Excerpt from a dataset
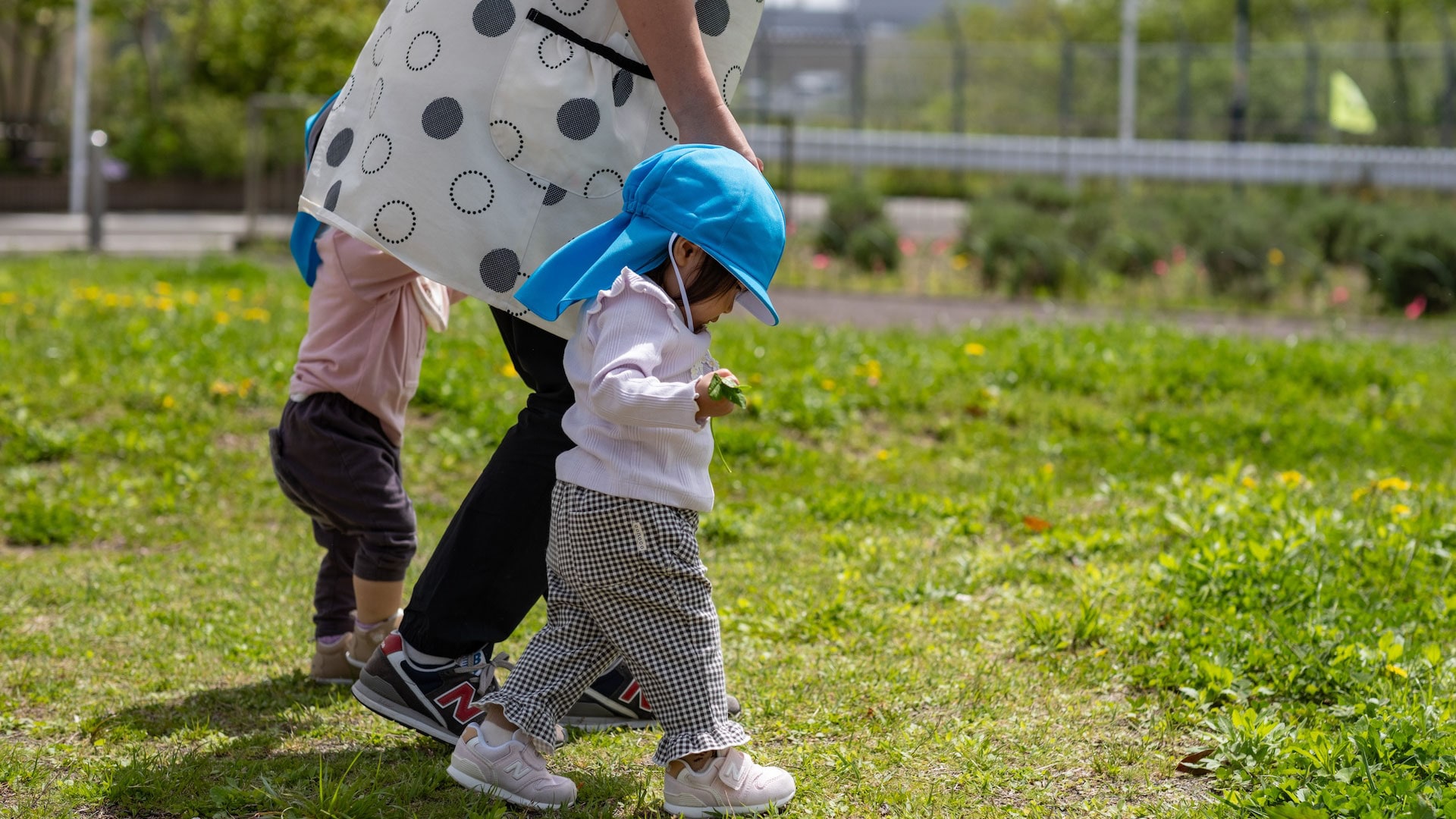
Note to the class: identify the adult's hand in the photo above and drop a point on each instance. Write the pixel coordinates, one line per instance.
(666, 33)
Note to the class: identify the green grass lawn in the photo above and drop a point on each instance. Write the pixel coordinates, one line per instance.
(1017, 569)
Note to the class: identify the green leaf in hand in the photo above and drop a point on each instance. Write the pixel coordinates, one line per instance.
(727, 388)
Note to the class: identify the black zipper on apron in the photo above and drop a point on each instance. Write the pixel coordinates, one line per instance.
(560, 30)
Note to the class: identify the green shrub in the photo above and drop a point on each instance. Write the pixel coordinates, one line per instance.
(1413, 257)
(856, 228)
(1022, 251)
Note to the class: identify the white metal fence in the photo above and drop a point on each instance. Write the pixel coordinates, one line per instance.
(1072, 159)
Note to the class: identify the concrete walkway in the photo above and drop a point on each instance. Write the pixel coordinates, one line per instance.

The request –
Starting at the line that contains "Note to the class: identify the white" and continuing through the last line of the entries, give those lines as a JSON list of strings with one string per line and any blank lines left out.

Right answer –
[
  "Note to the class: identify the white metal fence in the photo above and drop a point on each instance. Write the pixel coordinates, one line per instance.",
  "(1072, 159)",
  "Note to the class: identify the concrete walkway in the photo above and drop a point on each instance. Write the pixel coordinates, one line per instance."
]